Which of the lines below contain the word "cloud" with matching case? List each such line in full.

## begin Provided data

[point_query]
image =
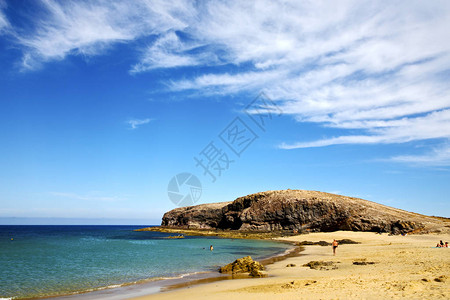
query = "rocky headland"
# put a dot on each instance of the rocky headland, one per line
(299, 211)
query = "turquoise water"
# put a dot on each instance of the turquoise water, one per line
(57, 260)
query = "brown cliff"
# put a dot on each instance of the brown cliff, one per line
(301, 211)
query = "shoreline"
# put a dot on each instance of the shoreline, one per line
(156, 285)
(380, 267)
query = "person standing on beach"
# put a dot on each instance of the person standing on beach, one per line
(334, 245)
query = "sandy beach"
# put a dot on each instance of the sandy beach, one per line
(387, 267)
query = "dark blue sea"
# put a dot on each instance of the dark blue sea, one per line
(42, 261)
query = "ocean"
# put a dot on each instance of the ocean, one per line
(43, 261)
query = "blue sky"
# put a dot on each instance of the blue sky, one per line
(103, 102)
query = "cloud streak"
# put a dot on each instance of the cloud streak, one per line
(135, 123)
(93, 196)
(91, 27)
(379, 69)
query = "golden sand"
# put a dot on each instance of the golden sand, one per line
(389, 267)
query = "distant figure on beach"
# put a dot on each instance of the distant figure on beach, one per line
(334, 244)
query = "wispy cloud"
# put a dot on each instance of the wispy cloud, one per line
(438, 157)
(377, 69)
(135, 123)
(4, 23)
(91, 27)
(92, 196)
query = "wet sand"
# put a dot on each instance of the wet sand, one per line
(387, 267)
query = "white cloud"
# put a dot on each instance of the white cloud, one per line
(377, 68)
(4, 23)
(380, 68)
(437, 157)
(92, 196)
(90, 27)
(135, 123)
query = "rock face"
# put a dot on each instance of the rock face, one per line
(299, 211)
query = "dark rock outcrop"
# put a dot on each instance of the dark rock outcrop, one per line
(299, 211)
(244, 265)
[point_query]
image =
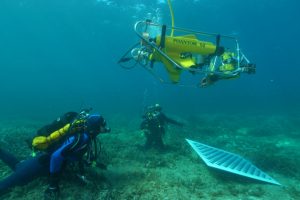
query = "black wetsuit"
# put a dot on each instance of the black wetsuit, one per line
(23, 171)
(154, 128)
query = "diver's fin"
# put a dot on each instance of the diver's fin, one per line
(226, 161)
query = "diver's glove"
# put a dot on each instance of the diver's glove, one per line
(52, 193)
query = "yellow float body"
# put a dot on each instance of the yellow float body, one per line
(174, 47)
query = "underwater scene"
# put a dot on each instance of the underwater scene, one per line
(149, 99)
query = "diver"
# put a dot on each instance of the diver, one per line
(72, 144)
(153, 126)
(229, 68)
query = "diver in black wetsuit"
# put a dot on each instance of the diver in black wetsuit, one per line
(153, 126)
(23, 171)
(72, 149)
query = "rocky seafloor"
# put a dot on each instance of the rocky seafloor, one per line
(271, 142)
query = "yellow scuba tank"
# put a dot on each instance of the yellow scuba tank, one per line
(43, 142)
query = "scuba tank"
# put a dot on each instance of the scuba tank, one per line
(43, 142)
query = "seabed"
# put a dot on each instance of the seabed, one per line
(271, 142)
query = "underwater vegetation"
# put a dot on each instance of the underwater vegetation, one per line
(270, 142)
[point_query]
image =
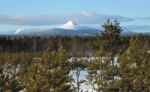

## end Provided data

Task result:
query = "cloud streak"
# put a dot on each instance of the cloud streak, one per line
query = "wispy cloud"
# put a dot on each instance of the wispy cloud, one per line
query = "white cloud"
# put a dot on each instance of the white cloud, one per line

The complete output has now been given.